* [Entries]:
_____

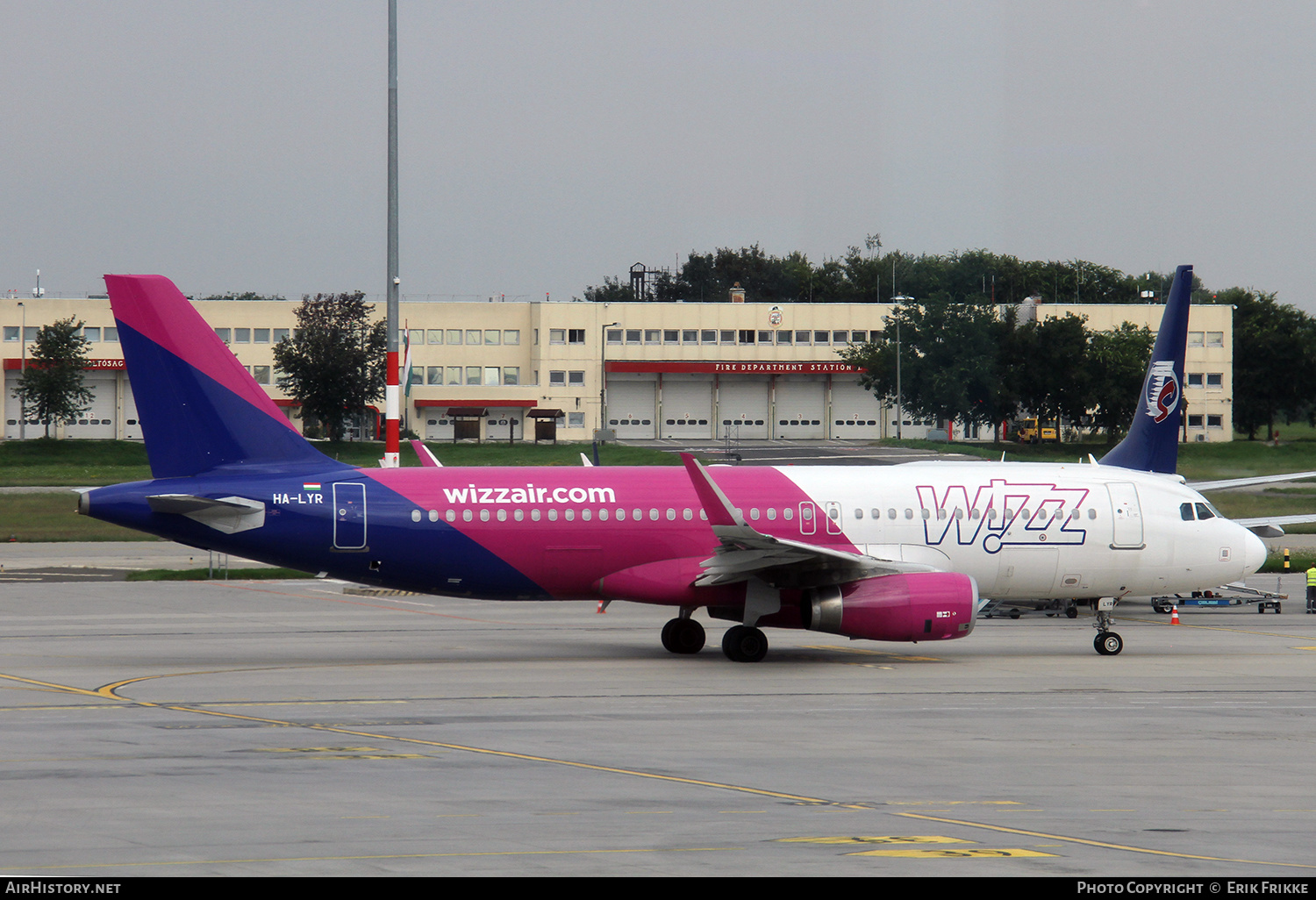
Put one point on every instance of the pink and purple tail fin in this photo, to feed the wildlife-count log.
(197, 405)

_____

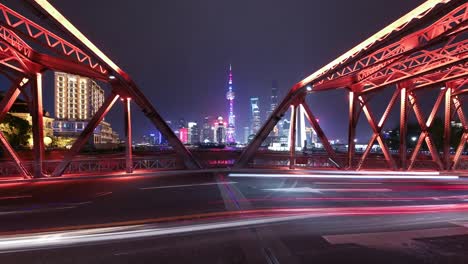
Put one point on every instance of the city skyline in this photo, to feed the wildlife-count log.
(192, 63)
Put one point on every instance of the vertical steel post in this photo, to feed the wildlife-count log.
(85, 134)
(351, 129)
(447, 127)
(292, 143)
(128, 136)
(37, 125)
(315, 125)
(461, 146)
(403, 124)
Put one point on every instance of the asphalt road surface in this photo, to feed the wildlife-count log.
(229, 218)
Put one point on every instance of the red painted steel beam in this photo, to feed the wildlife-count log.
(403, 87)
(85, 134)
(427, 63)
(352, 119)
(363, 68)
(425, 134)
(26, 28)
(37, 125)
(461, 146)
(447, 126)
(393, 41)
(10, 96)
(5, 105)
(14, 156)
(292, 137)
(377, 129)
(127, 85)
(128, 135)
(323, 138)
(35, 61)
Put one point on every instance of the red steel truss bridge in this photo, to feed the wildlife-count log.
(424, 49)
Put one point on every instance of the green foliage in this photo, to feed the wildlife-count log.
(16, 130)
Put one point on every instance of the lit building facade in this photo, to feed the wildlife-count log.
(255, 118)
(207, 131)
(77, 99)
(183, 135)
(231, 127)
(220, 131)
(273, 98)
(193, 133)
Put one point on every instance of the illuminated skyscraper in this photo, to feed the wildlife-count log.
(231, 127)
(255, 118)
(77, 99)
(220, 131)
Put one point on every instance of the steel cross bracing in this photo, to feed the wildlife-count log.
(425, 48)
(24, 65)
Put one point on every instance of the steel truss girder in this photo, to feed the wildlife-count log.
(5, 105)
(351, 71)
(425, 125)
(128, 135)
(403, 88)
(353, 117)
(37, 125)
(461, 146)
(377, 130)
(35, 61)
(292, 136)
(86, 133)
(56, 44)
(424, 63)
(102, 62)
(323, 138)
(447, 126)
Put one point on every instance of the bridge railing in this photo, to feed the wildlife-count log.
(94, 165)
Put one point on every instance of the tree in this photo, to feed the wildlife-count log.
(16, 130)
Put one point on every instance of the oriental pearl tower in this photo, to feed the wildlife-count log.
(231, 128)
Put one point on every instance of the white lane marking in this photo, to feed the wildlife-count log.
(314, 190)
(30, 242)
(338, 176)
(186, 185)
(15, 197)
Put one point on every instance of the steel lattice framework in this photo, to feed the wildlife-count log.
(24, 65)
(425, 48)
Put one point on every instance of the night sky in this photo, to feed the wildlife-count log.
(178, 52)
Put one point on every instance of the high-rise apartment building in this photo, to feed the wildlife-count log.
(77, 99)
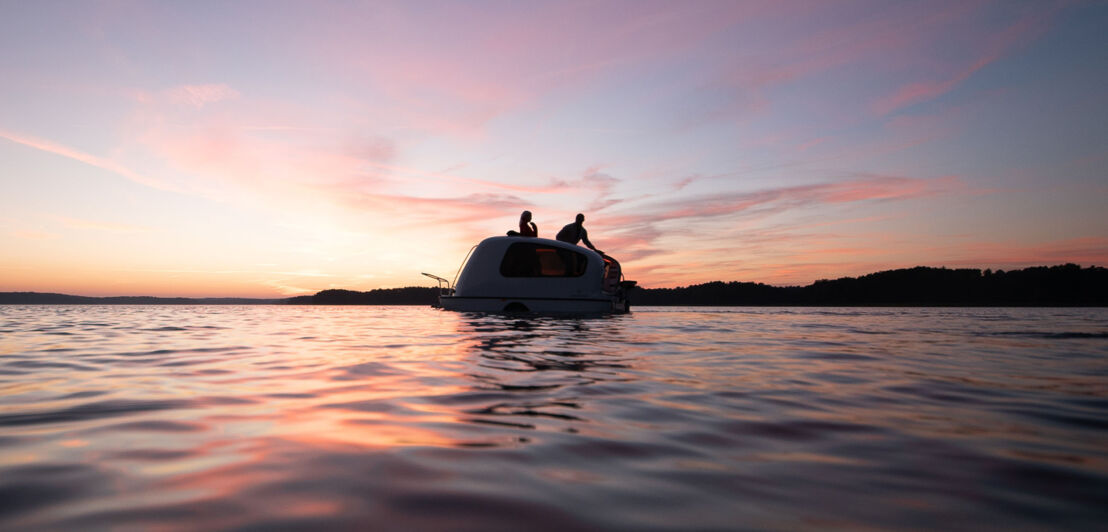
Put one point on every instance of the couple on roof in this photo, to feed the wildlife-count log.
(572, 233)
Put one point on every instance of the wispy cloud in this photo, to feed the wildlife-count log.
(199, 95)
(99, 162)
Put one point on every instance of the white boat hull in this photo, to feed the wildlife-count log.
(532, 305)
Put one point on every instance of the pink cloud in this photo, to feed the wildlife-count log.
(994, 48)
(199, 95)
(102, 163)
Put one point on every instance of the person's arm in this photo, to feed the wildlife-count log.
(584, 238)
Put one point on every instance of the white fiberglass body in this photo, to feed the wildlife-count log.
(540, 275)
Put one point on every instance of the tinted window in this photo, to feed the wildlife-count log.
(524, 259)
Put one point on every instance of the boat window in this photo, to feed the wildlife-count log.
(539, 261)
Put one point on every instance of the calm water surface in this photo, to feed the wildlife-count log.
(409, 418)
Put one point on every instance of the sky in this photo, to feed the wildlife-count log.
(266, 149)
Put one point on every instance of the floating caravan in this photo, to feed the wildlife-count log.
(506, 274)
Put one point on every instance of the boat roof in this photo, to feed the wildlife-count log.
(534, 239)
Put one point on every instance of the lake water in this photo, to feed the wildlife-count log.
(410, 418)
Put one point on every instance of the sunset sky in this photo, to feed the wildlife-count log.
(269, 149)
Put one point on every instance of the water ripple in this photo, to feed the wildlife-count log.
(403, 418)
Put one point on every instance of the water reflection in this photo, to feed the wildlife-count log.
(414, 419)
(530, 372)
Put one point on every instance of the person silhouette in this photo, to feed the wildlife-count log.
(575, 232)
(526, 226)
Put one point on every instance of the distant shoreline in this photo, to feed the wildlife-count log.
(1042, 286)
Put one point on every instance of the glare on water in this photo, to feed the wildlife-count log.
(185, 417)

_____

* [Do this]: Show, copied in full, each line of the rows above in which the word "bridge" appears.

* [Written response]:
Put one point on every instance of the red steel truss bridge in this photo, to feed the wildlife-count log.
Put one point on every instance of the bridge railing in this photo, to feed the wildlife-count log.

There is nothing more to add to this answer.